§ **Passage**
+++++
The composition of f and g on x is thus written  (f (g x)), and a combinator 
should be some function B able on f, g and x to give (f (g x)).

Bfgx = f(gx), for example. 

When I said that Shoenfinkel considered only functions, I meant it literally, 
and he accepts that a function applies to any other functions, so (f f) is 
permitted. Here (f f) is f applied to itself.

A first question was about the existence of a finite set of combinators capable 
of giving all possible combinators, noting that a combinators combine. 
Shoenfinkel will find that it is the case, and provide the S and K combinators, 
for this. I will prove this later.

A second question will be, can the SK-combinators compute all partial 
computable functions from N to N, and thus all total computable functions?  The 
answer is yes. That has been proved by Curry, I think.

OK? (Infinitely more could be said here, but let us give the mathematical 
definition of the SK-combinators:

K is a combinator. 
S is a combinator.
If x and y are combinator, then (x y) is a combinator.

That is, is combinator is S, or K or a combination of S and K.

So, the syntaxe is very easy, although there will be some problem with the 
parentheses which will justified a convention/simplifcation.

Example of combinators.

Well, K and S, and their combinations, (K K), (K S), (S K), (S S), and the (K ( 
K K)) and ((K K) K), and (K (K S)) and …… (((S (K S)) K) etc.

I directly introduce an abbreviation to avoid too many parentheses. As all 
combinator is a function with one argument, I suppress *all* parentheses 
starting from the left:
The enumeration above is then:  K, S, KK, KS, SK, K(KK), KKK, K(SK) and … 
S(KS)K ...

So aaa(bbb) will be an abbreviation for (  ((a a) a) ((b b) b) ). It means a 
applied on a, the result is applied on a, and that results is applied on  .. 
well the same with b (a and b being some combinators).



OK?

Of course, they obeys some axioms, without which it would be hard to believe 
they could be
1) combinatorial complete (theorem 1)
2) Turing complete (theorem 2)

What are the axioms?

I write them with the abbreviation (and without, a last time!)

Axiom 1 Kxy = x
Axiom 2 Sxyz = xz(yz)

That is all. With the parentheses:

Axiom 1 ((K x) y) = x
Axiom 1 (((S x) y) z) = ((x z)(y z))

Exemple: (K K) gives … well, it gives (K K), because K needs two arguments to 
do something. K, Smullyan’s Kestrel, can be seen as a projection on the first 
coordinate, but with that delayed answer when it has not enough argument, like 
the combinators do.

But ((K K) (K K)) = KK(KK) = K, as KK(KK) is a redex: it match the left 
hand-side of the axiom 1, with x = K and y = KK.
+++++
§ **Data entries**

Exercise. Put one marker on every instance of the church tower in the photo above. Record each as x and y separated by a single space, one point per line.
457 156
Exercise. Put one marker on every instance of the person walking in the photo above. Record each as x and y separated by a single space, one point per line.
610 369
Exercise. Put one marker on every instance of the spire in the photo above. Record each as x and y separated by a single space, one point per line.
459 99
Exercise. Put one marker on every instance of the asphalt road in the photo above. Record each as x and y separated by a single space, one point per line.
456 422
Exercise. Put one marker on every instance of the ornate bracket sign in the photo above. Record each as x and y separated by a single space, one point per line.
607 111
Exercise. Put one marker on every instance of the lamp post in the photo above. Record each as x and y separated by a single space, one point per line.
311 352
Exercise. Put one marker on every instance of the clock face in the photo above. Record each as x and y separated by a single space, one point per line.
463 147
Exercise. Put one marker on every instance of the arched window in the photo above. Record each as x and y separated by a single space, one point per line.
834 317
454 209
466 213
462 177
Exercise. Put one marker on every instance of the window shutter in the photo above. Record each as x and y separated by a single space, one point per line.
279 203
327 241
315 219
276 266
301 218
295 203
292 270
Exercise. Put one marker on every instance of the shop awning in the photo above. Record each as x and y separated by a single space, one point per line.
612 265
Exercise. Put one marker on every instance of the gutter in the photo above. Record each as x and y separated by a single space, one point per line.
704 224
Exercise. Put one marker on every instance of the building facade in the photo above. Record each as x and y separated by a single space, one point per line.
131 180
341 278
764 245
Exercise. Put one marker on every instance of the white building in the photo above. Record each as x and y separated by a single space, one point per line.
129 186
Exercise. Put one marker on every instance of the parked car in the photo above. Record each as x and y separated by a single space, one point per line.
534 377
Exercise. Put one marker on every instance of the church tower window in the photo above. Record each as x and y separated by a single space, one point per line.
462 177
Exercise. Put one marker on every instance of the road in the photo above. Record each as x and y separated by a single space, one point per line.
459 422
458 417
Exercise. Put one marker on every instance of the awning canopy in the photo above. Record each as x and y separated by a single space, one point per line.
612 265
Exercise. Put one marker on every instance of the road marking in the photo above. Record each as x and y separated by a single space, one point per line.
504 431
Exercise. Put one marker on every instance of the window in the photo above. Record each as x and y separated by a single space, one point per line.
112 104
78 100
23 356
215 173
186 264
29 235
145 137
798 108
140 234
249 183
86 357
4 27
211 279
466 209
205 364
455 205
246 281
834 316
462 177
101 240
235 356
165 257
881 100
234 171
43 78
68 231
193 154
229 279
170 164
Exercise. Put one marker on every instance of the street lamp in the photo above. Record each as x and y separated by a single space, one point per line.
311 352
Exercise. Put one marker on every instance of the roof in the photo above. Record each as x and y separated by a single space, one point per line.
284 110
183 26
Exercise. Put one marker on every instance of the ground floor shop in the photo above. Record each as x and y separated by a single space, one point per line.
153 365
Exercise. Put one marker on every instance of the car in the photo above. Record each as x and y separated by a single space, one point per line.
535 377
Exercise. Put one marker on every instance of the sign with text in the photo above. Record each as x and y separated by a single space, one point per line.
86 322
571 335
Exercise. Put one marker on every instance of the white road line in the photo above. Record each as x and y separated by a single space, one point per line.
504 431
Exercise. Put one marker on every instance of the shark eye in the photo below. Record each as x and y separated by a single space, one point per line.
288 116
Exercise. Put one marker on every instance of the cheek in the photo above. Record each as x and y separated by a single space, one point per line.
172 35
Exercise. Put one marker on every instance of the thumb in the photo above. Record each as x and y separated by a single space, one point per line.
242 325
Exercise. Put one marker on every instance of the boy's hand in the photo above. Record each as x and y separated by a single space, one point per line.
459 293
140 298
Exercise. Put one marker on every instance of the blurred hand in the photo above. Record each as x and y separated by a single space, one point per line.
+++++
§ **Tasks and exercises**
A: Count the lines of the rows that contain the string "shop", and reply with the number alone.
B: Write the next part of the passage on SK combinators, picking up right after its final sentence.

§ **Expected results**
A: 2

B:
A natural first exercise consists in finding an identity combinator. That is a 
combinator I such that Ix = x.

Well, only Kxy can give x, and Kxy does not seem to match xz(yz), so as to 
apply axiom 2, does it? Yes, it does with y matching (Kx), or (Sx). (Sometime 
we add again some left parenthesis to better see the match. 

So, x = Kxy = Kx(Kx) = SKKx, and we are done! I = SKK

Vérification (we would not have sent Curiosity on Mars, without testing the 
software, OK? Same with the combinators. Let us test SKK on say (KK), that 
gives SKK(KK) which gives by axiom 2 K(KK)(K(KK)) which gives (KK) = KK, done!

Note that SKK(KK) is a non stable combinators. It is called a redex. It is 
triggered by the axiom 2. The same for KKK, which gives K. A combinators which 
remains stable, and contains no redex, is said to be in normal form.  As you 
can guess, the price of Turing universality is that some combinators will have 
no normal form, and begin infinite computatutions. A computation, here, is a 
sequence of applications of the two axioms above. It can be proved that if a 
combinators has a normal form exist, all computations with evaluation staring 
from the left will find it.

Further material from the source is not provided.